## Exercise requirements:
Every record that appears below should be transcribed exactly.

=== Material for this task ===

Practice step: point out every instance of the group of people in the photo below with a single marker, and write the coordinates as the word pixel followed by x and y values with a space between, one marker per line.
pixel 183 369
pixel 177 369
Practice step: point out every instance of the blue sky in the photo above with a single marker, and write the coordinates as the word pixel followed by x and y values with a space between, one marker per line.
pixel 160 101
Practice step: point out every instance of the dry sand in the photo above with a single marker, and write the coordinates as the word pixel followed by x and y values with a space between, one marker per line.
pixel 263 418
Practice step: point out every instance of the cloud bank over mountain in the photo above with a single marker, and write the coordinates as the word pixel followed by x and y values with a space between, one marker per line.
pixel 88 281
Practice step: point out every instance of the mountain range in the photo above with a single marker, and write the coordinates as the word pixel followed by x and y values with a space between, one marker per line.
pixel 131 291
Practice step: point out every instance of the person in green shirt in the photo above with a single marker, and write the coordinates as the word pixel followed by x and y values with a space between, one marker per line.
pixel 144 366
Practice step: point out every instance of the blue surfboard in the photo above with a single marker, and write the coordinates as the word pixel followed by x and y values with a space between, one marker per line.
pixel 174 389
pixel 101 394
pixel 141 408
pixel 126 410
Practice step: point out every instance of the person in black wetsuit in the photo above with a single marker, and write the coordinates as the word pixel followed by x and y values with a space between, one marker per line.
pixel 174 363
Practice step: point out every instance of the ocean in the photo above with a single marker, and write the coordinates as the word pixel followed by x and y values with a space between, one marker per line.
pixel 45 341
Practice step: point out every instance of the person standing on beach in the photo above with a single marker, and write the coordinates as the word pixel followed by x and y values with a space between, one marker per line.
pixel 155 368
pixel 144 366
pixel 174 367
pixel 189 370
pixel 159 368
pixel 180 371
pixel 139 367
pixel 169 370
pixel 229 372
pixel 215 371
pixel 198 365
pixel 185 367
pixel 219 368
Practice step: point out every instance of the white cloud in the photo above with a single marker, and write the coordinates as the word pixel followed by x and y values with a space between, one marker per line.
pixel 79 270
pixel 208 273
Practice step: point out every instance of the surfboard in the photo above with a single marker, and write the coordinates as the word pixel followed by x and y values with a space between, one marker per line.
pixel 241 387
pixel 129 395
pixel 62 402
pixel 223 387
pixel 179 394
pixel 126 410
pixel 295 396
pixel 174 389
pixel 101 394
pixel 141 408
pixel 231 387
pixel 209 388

===

## Output for this exercise:
Practice step: point out every instance of the group of people in the photo below with a single marker, and write the coordinates as the word pixel followed by x and y values with a space between, one marker per line.
pixel 183 369
pixel 177 369
Practice step: point out every instance of the blue sky in the photo above with a single marker, and write the coordinates as the word pixel followed by x and y values with a space between, one marker per line.
pixel 160 101
Practice step: point out every instance of the dry sand in the photo above with a single marker, and write the coordinates as the word pixel followed by x and y values with a space between, one marker per line.
pixel 263 418
Practice step: point out every instance of the cloud bank over mountain in the photo above with a single marker, and write the coordinates as the word pixel followed by x and y values with a space between, one marker per line.
pixel 88 281
Practice step: point out every instance of the mountain range in the photo above with a single marker, and write the coordinates as the word pixel followed by x and y values with a space between, one marker per line.
pixel 131 291
Practice step: point out every instance of the person in green shirt in the photo above with a single marker, and write the coordinates as the word pixel followed by x and y values with a space between, one marker per line.
pixel 144 366
Practice step: point out every instance of the blue surfboard in the photo above with a single marker, and write the coordinates as the word pixel followed by x and y values with a space between, one marker per line.
pixel 174 389
pixel 101 394
pixel 141 408
pixel 126 410
Practice step: point out every instance of the person in black wetsuit in the photo above with a single marker, and write the coordinates as the word pixel followed by x and y values with a space between, one marker per line.
pixel 174 363
Practice step: point out every instance of the ocean in the photo above with a single marker, and write the coordinates as the word pixel followed by x and y values with a space between, one marker per line.
pixel 45 341
Practice step: point out every instance of the person standing on beach in the photo above with a single marker, and write the coordinates as the word pixel followed by x and y values with a space between, one marker per line.
pixel 155 368
pixel 144 366
pixel 174 367
pixel 189 370
pixel 159 368
pixel 180 371
pixel 139 367
pixel 169 370
pixel 229 372
pixel 215 371
pixel 198 365
pixel 185 367
pixel 219 368
Practice step: point out every instance of the white cloud in the photo above with a single marker, and write the coordinates as the word pixel followed by x and y values with a space between, one marker per line.
pixel 79 270
pixel 208 273
Practice step: point out every instance of the surfboard in the photo above with a single marker, and write the coordinates as the word pixel followed by x and y values with a space between, one marker per line.
pixel 241 387
pixel 129 395
pixel 62 402
pixel 223 387
pixel 179 394
pixel 126 410
pixel 295 396
pixel 174 389
pixel 101 394
pixel 141 408
pixel 231 387
pixel 209 388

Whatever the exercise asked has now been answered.